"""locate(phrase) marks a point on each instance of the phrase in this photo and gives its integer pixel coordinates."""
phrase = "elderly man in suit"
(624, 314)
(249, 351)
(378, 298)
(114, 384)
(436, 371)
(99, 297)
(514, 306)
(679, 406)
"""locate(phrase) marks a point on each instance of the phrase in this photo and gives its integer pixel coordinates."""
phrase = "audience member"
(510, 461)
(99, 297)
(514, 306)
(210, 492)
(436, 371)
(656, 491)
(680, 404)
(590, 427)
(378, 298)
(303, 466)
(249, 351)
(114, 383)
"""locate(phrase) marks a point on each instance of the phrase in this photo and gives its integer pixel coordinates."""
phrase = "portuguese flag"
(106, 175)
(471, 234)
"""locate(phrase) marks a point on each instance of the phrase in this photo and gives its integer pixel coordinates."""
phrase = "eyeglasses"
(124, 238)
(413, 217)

-=-=-=-=-

### Task brief
Please format all of the material above as a Markdown table with two columns, Row and Line, putting a row number in the first and each line in the second. Leave out any blank lines.

### Exercise response
| Row | Line |
|---|---|
| 1 | """locate(phrase) marks a point on each instance of the phrase in this photo and gives its integer pixel coordinates.""" |
| 2 | phrase = "elderly man in suit" |
| 3 | (624, 314) |
| 4 | (249, 351) |
| 5 | (378, 298) |
| 6 | (114, 384) |
| 7 | (436, 371) |
| 8 | (99, 297) |
| 9 | (514, 306) |
| 10 | (679, 406) |
| 11 | """locate(phrase) marks a point on each instance of the phrase in this photo and gives its integer pixel coordinates.""" |
| 12 | phrase = "audience member" |
| 13 | (510, 461) |
| 14 | (99, 297) |
| 15 | (514, 306) |
| 16 | (210, 492) |
| 17 | (436, 371) |
| 18 | (656, 491) |
| 19 | (680, 404) |
| 20 | (590, 427) |
| 21 | (378, 298) |
| 22 | (303, 466) |
| 23 | (249, 351) |
| 24 | (114, 383) |
| 25 | """locate(phrase) marks a point on each instance of the phrase in this photo and gives its integer pixel coordinates.""" |
| 26 | phrase = "portuguese flag" |
| 27 | (106, 175) |
| 28 | (471, 234) |
| 29 | """locate(phrase) marks a point on each instance of the phrase in this photo and gives its integer pixel coordinates.""" |
| 30 | phrase = "eyeglasses" |
| 31 | (124, 238) |
| 32 | (413, 217) |